====== SOURCE DATA

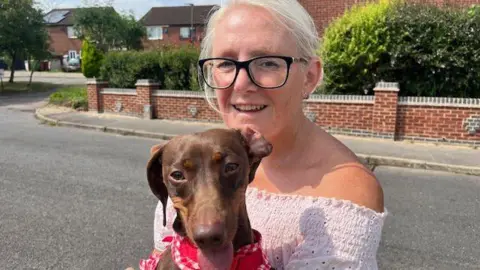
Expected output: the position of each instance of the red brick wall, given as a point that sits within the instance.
(129, 104)
(173, 37)
(324, 11)
(59, 41)
(434, 122)
(384, 115)
(177, 108)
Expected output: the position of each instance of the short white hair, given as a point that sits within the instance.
(290, 13)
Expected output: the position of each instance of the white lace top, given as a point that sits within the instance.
(302, 232)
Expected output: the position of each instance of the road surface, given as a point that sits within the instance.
(77, 199)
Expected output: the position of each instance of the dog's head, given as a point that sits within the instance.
(206, 175)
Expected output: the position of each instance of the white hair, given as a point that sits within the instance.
(290, 13)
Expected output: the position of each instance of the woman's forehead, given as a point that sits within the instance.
(245, 30)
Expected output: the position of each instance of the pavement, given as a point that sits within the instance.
(374, 152)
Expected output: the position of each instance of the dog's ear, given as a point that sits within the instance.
(155, 177)
(257, 148)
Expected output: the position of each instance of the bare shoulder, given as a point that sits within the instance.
(354, 182)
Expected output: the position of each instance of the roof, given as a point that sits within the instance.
(176, 15)
(61, 16)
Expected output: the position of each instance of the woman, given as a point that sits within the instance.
(317, 207)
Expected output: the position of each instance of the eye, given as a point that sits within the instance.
(177, 175)
(230, 167)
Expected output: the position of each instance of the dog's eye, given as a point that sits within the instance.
(177, 175)
(230, 167)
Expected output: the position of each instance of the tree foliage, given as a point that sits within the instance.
(108, 30)
(429, 50)
(91, 60)
(22, 32)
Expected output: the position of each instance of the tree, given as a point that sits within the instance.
(22, 31)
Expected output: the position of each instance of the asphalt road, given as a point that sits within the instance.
(77, 199)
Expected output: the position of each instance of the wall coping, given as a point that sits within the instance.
(146, 82)
(387, 87)
(119, 91)
(440, 101)
(95, 81)
(357, 99)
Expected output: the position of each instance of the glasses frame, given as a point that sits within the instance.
(245, 65)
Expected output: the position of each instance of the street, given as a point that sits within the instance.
(77, 199)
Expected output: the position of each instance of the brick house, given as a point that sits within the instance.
(175, 25)
(63, 42)
(324, 11)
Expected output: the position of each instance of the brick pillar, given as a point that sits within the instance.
(95, 101)
(145, 89)
(385, 109)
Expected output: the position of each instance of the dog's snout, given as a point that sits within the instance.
(209, 236)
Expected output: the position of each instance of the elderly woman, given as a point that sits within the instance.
(315, 204)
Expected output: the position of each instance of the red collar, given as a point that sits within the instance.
(184, 254)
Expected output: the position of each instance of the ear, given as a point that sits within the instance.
(257, 148)
(155, 177)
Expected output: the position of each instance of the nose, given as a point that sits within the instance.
(243, 81)
(209, 236)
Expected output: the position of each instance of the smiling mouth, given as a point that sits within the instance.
(249, 108)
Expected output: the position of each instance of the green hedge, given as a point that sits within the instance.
(430, 51)
(171, 66)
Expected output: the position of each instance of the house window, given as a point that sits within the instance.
(71, 32)
(154, 32)
(72, 54)
(185, 32)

============

### WHAT THE EXERCISE ASKS
Can you put every line of the material above into a numbered list, skipping any blank lines and leaving the pictures out?

### THE OUTPUT
1. Expected output: the position of each instance of the red brick wall, given as a point that sits within the instance.
2. (129, 104)
3. (173, 37)
4. (324, 11)
5. (59, 41)
6. (434, 122)
7. (384, 115)
8. (177, 108)
9. Expected output: the position of each instance of the short white hair, given as a point that sits within the instance.
10. (290, 13)
11. Expected output: the position of each instance of the white lace top, given as a point that sits within the instance.
12. (302, 232)
13. Expected output: the position of each instance of the road surface, given as a point that sits within the instance.
14. (77, 199)
15. Expected output: the position of each instance of the dog's head, given as a point that sits within the instance.
16. (206, 175)
17. Expected output: the position of each instance of the white hair, given as a point that sits within the instance.
18. (290, 13)
19. Expected output: the position of each instance of the woman's forehead, given as a point that sits within the instance.
20. (245, 30)
21. Expected output: the position of each instance of the pavement, given as a point that sits within the instance.
22. (374, 152)
23. Expected output: the position of each instance of the dog's ear, given as a point that sits within the instance.
24. (155, 177)
25. (257, 148)
26. Expected output: the position of each instance of the bare shoulder, given as a point that sits within the instance.
27. (354, 182)
28. Expected output: the position of each instance of the roof, given as a point that sits within the instance.
29. (176, 15)
30. (61, 16)
31. Expected output: the position of each instance of the woman, given as a point that sits within the instance.
32. (317, 207)
33. Expected output: the position of each instance of the eye, given as a point that sits within the instance.
34. (177, 175)
35. (230, 167)
36. Expected output: the position of each instance of the dog's eye, given as a point that sits within the instance.
37. (177, 175)
38. (230, 167)
39. Expected output: the position of each instance of the tree foliage, given as a point that sits within the instance.
40. (108, 30)
41. (429, 50)
42. (91, 60)
43. (22, 32)
44. Expected output: the position of each instance of the tree, given as a point that sits within the instance.
45. (22, 31)
46. Expected output: the position of each instance of the asphalt road, given as a point that sits within the instance.
47. (77, 199)
48. Expected output: the position of each instance of the wall coping, given as a point that sits within the instance.
49. (146, 82)
50. (387, 87)
51. (119, 91)
52. (440, 101)
53. (95, 81)
54. (357, 99)
55. Expected output: the position of each instance of the glasses frame, given as a point that sits within the instance.
56. (245, 65)
57. Expected output: the position of each instance of the street, given as a point that sits within the instance.
58. (77, 199)
59. Expected output: the position of each instance of the brick house, given as a point that sits within the instance.
60. (175, 25)
61. (63, 42)
62. (324, 11)
63. Expected output: the position of each instance of the brick pillar, given as a point that sits within the instance.
64. (95, 101)
65. (145, 89)
66. (385, 109)
67. Expected output: the position of each instance of the dog's snout, given as a point that sits within the instance.
68. (209, 236)
69. Expected output: the position of each instance of the elderly woman, given as a point that sits within the instance.
70. (315, 204)
71. Expected output: the position of each instance of the red collar, given as a point that sits within the instance.
72. (184, 254)
73. Expected output: the position of each instance of the ear, given as a point that sits within the instance.
74. (257, 148)
75. (155, 177)
76. Expected output: the position of each instance of the nose, given as a point that sits within the instance.
77. (243, 81)
78. (209, 236)
79. Expected output: the position of each instance of the smiling mouth, given as a point that sits within the instance.
80. (249, 108)
81. Expected output: the position of each instance of the green hedge, given as a point that sits within the instance.
82. (430, 51)
83. (171, 66)
84. Expected output: the position of each instance of the house window, given as a point that sits within the instance.
85. (71, 32)
86. (154, 32)
87. (72, 54)
88. (185, 32)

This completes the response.